_Text provided_:
==============================

The first sign of progress came in subtle ways. Kim began watching Bills practices from the family’s SUV, parked near the end zone at St. John Fisher University. She wasn’t walking onto the field yet. She wasn’t addressing the team. But she was there. She was present. For a family that had nearly lost her, that presence was everything.
“The doctors continue to be blown away by her recovery, considering where she started, and her determination is the driving force of that,” Jessica Pegula said. Those words—”her determination”—echo throughout every update on Kim’s condition. It is the same determination that helped her rise from being an orphaned child adopted from South Korea at age five to becoming one of the most powerful women in professional sports.
The Moment We All Needed
Then came the moment that brought tears to the eyes of everyone who has followed this story.
At a Bills training camp practice, Terry Pegula walked to the passenger side of the SUV, opened the door, and gently helped his wife out. Her steps were tentative, uncertain. But she was walking. She was moving forward, literally and figuratively.

==============================

_Data_:
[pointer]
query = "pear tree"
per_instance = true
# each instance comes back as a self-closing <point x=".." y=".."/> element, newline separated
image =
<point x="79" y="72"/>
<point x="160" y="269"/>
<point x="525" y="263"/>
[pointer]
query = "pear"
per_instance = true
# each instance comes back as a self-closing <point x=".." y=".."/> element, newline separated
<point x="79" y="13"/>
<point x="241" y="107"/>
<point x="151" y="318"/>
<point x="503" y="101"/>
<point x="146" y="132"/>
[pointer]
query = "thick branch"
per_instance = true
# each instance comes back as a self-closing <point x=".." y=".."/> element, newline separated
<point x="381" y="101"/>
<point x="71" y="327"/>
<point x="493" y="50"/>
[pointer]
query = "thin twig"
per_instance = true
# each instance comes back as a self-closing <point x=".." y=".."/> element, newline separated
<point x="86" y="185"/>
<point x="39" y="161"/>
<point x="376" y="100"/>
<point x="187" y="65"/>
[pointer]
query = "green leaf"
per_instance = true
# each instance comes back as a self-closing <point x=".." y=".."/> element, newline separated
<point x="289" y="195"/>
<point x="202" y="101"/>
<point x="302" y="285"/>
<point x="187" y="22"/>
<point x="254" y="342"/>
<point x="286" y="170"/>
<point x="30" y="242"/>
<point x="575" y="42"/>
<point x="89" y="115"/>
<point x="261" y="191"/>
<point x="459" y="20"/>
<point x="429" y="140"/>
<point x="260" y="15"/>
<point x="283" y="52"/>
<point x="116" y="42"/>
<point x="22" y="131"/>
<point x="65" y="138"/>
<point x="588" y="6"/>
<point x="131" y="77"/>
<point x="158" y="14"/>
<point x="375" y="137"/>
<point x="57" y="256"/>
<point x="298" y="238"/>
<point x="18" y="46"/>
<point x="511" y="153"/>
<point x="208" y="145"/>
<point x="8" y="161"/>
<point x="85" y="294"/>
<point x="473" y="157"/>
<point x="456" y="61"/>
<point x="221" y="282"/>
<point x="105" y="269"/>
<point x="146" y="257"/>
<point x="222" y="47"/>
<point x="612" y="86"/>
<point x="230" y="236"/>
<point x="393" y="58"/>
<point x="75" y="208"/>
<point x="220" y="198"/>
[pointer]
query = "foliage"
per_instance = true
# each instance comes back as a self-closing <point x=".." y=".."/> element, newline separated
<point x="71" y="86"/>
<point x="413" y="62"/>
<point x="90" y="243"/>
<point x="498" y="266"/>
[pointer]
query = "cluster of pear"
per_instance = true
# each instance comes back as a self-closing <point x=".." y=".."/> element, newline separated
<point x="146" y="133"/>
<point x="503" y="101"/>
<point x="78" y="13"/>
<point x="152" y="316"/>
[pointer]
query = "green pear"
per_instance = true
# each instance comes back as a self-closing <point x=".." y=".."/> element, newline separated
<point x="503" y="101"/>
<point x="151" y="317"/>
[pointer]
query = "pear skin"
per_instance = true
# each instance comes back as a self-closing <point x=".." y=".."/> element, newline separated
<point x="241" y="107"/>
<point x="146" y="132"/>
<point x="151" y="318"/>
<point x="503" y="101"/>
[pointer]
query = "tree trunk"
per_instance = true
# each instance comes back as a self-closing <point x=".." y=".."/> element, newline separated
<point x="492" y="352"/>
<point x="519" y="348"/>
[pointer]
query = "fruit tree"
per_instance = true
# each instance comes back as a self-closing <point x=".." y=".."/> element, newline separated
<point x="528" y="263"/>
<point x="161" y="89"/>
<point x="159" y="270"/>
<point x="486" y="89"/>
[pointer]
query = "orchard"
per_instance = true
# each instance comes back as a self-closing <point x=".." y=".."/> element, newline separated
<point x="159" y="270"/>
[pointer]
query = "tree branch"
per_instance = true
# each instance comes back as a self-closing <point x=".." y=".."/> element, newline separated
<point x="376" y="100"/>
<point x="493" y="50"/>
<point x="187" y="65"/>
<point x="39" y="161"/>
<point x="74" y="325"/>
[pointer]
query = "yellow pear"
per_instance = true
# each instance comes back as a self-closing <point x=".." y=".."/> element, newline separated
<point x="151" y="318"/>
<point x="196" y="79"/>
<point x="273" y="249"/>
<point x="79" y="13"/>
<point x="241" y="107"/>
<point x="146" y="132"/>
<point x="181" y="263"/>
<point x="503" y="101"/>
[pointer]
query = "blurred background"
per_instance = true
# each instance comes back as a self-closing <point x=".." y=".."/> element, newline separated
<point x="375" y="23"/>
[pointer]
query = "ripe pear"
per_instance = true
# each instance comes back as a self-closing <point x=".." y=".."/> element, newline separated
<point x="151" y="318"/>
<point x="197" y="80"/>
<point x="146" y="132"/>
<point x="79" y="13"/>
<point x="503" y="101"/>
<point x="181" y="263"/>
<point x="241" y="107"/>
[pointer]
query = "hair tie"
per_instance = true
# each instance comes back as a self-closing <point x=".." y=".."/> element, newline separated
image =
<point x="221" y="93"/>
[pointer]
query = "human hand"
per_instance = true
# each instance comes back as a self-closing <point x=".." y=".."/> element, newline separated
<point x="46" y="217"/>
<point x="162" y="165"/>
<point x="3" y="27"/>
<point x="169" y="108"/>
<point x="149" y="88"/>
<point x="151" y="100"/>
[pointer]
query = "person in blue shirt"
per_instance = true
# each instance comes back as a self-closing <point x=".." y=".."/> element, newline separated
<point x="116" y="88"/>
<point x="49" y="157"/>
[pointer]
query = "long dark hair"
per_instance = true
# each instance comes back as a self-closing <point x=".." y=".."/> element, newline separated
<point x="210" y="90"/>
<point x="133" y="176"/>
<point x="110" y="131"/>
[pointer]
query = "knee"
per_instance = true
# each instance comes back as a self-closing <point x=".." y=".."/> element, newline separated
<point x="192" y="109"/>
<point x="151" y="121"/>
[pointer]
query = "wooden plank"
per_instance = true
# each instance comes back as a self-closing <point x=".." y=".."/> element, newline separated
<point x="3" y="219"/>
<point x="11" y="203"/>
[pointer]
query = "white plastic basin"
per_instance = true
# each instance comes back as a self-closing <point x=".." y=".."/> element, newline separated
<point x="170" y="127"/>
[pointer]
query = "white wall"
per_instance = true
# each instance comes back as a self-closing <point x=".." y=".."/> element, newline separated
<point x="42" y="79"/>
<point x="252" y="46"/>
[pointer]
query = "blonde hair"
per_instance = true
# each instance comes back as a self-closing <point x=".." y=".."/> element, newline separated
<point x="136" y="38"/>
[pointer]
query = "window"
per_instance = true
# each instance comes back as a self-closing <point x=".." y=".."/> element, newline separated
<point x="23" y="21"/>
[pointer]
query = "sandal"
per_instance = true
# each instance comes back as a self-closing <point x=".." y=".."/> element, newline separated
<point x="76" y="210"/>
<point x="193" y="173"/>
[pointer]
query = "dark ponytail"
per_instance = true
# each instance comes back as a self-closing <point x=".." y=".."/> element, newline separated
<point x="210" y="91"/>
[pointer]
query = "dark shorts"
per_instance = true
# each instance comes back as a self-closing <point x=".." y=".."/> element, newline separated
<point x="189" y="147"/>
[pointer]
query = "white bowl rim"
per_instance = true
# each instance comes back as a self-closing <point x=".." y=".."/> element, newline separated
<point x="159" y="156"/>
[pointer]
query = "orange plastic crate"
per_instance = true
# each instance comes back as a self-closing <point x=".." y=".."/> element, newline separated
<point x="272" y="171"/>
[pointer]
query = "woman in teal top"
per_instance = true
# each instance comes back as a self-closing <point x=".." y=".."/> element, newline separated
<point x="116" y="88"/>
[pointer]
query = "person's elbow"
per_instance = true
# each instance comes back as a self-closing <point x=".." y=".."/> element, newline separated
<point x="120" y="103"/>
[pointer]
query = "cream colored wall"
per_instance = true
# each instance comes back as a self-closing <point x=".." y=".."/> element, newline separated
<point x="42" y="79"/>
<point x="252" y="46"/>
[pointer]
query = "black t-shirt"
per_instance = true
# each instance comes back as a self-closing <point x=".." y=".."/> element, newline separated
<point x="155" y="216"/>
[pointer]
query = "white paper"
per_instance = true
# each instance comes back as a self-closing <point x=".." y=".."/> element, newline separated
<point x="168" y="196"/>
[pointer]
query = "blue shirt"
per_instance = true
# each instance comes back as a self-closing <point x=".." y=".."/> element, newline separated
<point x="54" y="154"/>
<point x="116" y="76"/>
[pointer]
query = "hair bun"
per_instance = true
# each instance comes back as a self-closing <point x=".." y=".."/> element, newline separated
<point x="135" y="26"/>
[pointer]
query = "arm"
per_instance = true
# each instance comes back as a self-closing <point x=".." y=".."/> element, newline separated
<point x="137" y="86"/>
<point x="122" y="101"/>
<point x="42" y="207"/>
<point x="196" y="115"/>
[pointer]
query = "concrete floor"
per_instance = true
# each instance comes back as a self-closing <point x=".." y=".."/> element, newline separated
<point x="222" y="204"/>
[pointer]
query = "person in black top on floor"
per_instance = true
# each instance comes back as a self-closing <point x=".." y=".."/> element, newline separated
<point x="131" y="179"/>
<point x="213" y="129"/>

==============================

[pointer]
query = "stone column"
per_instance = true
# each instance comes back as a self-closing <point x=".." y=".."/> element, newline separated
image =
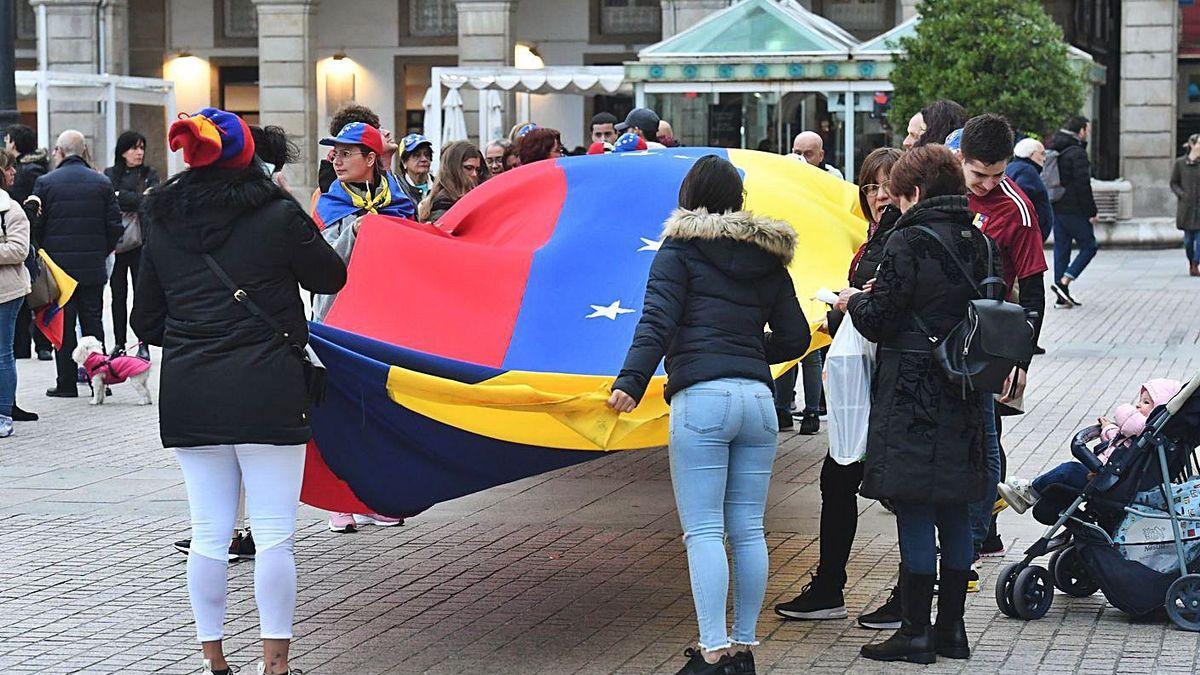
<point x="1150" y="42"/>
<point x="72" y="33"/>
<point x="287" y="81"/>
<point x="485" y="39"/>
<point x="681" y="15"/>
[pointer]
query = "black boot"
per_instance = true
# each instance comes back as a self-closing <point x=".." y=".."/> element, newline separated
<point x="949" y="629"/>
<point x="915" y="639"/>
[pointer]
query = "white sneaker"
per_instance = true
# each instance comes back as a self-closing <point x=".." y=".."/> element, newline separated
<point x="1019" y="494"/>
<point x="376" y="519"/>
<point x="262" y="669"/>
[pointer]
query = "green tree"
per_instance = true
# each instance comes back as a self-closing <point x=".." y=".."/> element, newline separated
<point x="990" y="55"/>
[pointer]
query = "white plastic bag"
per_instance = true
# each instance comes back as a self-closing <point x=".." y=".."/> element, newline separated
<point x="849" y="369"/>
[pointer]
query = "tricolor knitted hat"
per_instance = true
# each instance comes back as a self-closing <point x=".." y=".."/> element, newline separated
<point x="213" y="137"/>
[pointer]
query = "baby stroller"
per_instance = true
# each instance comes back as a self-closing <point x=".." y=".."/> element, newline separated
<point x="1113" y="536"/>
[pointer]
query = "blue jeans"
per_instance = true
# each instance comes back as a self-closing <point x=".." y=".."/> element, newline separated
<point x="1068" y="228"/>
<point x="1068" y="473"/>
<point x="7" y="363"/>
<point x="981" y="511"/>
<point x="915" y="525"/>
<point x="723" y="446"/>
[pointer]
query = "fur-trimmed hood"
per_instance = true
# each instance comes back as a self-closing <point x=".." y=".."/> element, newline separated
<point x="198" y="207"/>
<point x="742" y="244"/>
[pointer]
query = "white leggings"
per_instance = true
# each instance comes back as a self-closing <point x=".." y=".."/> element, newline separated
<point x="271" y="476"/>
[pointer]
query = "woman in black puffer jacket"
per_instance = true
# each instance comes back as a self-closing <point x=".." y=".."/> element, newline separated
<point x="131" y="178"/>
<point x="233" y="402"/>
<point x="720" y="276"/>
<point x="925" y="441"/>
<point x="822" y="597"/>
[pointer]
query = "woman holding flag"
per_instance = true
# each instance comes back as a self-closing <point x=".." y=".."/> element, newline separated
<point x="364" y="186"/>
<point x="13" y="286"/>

==============================

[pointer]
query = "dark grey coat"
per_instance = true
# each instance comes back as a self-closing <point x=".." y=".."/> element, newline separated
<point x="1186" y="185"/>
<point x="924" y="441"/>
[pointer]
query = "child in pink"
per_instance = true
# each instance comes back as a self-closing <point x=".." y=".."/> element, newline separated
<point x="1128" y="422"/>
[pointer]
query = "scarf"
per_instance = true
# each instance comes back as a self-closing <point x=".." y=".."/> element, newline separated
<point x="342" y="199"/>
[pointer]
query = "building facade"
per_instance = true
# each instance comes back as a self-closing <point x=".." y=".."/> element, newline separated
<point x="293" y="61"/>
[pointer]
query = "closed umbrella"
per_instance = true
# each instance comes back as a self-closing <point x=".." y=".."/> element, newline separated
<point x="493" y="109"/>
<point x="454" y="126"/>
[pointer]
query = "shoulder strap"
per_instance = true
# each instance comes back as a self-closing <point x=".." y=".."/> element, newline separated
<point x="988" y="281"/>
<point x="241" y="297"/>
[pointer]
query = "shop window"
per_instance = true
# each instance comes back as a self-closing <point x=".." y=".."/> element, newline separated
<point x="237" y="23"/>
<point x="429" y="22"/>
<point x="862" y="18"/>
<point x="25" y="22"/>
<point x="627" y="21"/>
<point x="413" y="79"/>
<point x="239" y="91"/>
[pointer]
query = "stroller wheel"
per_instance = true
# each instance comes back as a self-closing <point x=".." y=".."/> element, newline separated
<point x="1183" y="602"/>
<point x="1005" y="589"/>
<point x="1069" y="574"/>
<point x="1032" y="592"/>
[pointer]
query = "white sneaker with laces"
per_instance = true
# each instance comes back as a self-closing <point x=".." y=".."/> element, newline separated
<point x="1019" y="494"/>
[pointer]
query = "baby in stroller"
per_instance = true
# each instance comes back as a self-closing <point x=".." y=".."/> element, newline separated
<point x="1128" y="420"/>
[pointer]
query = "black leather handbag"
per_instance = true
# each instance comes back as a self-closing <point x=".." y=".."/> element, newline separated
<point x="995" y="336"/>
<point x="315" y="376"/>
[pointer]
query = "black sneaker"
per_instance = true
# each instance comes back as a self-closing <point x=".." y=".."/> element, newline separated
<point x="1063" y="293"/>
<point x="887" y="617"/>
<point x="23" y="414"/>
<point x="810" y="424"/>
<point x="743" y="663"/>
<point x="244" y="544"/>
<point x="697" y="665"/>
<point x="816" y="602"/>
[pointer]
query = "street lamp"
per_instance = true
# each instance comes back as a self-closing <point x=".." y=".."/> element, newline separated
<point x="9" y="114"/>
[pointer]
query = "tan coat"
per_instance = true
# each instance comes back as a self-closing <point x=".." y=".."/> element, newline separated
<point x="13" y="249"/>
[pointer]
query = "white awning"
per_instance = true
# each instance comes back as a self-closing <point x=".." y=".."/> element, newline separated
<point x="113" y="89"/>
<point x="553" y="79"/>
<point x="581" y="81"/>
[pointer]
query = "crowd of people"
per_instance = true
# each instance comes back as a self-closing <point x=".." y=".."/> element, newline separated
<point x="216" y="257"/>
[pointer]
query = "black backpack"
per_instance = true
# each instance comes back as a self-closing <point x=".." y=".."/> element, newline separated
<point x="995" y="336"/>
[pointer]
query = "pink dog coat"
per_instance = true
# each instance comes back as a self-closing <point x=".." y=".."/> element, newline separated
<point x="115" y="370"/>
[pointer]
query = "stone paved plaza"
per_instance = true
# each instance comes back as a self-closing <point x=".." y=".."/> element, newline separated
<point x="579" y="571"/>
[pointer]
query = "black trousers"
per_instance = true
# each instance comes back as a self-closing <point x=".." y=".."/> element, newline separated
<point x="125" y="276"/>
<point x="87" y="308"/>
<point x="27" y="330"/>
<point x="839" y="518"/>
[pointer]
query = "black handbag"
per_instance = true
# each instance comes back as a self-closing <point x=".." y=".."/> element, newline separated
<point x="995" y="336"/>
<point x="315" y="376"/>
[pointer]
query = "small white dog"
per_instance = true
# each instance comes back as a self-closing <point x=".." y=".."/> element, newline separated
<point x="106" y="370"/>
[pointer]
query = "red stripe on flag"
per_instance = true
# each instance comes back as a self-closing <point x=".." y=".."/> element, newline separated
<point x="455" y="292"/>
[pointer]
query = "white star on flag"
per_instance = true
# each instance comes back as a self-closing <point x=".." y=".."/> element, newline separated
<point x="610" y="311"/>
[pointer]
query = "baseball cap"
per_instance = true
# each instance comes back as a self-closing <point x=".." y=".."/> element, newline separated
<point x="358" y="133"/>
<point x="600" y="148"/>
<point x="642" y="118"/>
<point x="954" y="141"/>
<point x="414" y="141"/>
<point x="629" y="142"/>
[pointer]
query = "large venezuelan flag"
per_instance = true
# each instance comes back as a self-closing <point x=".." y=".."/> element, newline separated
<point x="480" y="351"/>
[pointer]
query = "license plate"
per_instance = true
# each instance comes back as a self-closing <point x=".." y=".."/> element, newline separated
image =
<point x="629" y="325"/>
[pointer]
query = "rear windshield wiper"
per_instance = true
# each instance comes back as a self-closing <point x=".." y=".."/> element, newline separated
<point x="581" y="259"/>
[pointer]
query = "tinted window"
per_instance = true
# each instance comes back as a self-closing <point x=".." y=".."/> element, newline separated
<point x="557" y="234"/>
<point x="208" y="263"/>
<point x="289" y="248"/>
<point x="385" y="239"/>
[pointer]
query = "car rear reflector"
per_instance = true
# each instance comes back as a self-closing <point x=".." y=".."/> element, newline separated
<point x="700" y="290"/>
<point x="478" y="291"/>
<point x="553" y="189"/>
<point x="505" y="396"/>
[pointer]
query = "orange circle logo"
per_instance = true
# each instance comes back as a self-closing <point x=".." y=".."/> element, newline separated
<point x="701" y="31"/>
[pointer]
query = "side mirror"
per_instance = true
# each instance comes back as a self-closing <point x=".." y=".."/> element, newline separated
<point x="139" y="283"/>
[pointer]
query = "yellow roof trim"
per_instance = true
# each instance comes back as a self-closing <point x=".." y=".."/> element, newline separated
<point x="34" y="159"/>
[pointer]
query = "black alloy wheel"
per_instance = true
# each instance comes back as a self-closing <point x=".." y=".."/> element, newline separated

==============================

_Parts of the exercise_:
a) In the passage about Kim Pegula's recovery, from what spot did Kim first watch Bills practices?
b) Transcribe the passage about Kim Pegula's recovery from "The first sign" to "followed this story.".

_Replies_:
a) From the family's SUV, parked near the end zone at St. John Fisher University.

b)
The first sign of progress came in subtle ways. Kim began watching Bills practices from the family’s SUV, parked near the end zone at St. John Fisher University. She wasn’t walking onto the field yet. She wasn’t addressing the team. But she was there. She was present. For a family that had nearly lost her, that presence was everything.
“The doctors continue to be blown away by her recovery, considering where she started, and her determination is the driving force of that,” Jessica Pegula said. Those words—”her determination”—echo throughout every update on Kim’s condition. It is the same determination that helped her rise from being an orphaned child adopted from South Korea at age five to becoming one of the most powerful women in professional sports.
The Moment We All Needed
Then came the moment that brought tears to the eyes of everyone who has followed this story.